━━━━━ Text segment

Hi, I’m John — an IBD warrior, spoonie and wannabe solo world sailor.
At 16, I was diagnosed with ulcerative colitis. Since then, I’ve faced a myriad of health conditions that shaped my journey in ways I never expected. Too often, it felt like medical problems were in control of my life.
Ulcerative colitis took away my first dream of a life at sea. Since then, it — along with a few other challenges — has been chipping away at my freedom, gradually pushing me down a path I don’t want to walk.
Not long ago, I missed an opportunity to help someone who was in the same medical position I once was (and still am!).
That moment lit a fire in me.
So now I’m fighting back — fighting to reclaim my childhood dream of sailing solo, non-stop around the world.
Sailing in Hope was born from this mix of struggle, stubbornness, and salt water. This isn’t about being fearless — it’s about facing fear. It isn’t about avoiding every storm — it’s about learning how to navigate them. And most of all, it’s about reminding anyone who feels lost, isolated, or overwhelmed that hope is still out there, waiting on the horizon.

━━━━━━━━━━

What you need to do>
a - From the Sailing in Hope introduction, write out the part that opens with the words containing "At 16, I was" and closes with "of my life.".
b - Decide whether each statement agrees with the Sailing in Hope introduction. Answer yes or no, and quote the words that decide it.
(i) John was diagnosed with ulcerative colitis at age 16.
(ii) Sailing in Hope is about being fearless.
(iii) John's childhood dream was to sail around the world with stops along the way.
c - Answer these questions about the Sailing in Hope introduction.
(i) What did ulcerative colitis take away from John?
(ii) What moment lit a fire in John?
(iii) From what mix was Sailing in Hope born?
Use only the Sailing in Hope introduction as your source.

━━━━━ Provided information

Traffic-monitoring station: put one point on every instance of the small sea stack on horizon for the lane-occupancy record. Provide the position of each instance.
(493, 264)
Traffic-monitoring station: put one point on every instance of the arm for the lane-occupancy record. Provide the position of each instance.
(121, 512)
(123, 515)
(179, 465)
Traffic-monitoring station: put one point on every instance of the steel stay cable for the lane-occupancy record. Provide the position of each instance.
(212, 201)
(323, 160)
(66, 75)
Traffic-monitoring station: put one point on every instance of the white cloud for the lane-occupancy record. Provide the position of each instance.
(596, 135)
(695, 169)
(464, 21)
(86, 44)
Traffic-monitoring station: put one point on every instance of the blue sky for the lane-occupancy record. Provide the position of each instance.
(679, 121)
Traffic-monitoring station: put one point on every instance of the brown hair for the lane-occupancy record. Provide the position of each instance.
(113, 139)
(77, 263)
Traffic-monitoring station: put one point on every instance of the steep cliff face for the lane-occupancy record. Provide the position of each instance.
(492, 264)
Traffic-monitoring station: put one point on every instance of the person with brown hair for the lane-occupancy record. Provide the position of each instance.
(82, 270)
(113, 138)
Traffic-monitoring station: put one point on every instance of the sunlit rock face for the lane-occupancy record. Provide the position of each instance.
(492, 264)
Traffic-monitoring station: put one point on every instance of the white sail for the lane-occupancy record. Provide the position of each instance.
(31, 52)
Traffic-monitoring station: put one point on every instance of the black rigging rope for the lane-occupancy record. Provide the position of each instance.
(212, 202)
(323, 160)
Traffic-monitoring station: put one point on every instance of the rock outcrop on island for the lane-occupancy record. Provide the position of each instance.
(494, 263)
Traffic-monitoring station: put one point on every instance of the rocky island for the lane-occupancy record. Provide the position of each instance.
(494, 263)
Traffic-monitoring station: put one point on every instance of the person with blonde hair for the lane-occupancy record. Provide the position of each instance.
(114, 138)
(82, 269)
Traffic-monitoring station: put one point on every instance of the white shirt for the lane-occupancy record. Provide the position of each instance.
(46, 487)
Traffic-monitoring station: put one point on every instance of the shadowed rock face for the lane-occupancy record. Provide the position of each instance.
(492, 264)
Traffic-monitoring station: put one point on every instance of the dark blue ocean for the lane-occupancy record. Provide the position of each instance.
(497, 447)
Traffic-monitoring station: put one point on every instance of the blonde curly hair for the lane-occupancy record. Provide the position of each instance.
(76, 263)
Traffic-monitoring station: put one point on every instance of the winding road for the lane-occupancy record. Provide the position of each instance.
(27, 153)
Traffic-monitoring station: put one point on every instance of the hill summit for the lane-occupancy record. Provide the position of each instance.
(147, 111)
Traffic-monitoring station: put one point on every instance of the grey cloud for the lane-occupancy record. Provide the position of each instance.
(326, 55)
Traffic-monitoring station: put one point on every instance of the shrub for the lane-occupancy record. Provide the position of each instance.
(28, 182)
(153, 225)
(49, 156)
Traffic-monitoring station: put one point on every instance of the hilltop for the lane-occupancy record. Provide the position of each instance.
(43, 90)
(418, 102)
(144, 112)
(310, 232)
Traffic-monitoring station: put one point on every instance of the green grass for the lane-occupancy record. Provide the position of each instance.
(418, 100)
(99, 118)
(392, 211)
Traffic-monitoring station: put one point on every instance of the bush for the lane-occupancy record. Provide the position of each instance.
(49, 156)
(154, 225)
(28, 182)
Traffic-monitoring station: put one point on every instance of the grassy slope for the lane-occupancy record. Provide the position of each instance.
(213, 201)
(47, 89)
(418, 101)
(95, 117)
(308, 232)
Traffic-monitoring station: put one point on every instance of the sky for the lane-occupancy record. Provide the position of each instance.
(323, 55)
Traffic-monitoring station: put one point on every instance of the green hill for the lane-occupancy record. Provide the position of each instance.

━━━━━━━━━━

Answers per task>
a -
At 16, I was diagnosed with ulcerative colitis. Since then, I’ve faced a myriad of health conditions that shaped my journey in ways I never expected. Too often, it felt like medical problems were in control of my life.

b -
(i) Yes: "At 16, I was diagnosed with ulcerative colitis."
(ii) No: "This isn’t about being fearless — it’s about facing fear."
(iii) No: "my childhood dream of sailing solo, non-stop around the world."

c -
(i) It took away his first dream of a life at sea.
(ii) The moment was when he missed an opportunity to help someone who was in the same medical position he once was.
(iii) It was born from a mix of struggle, stubbornness, and salt water.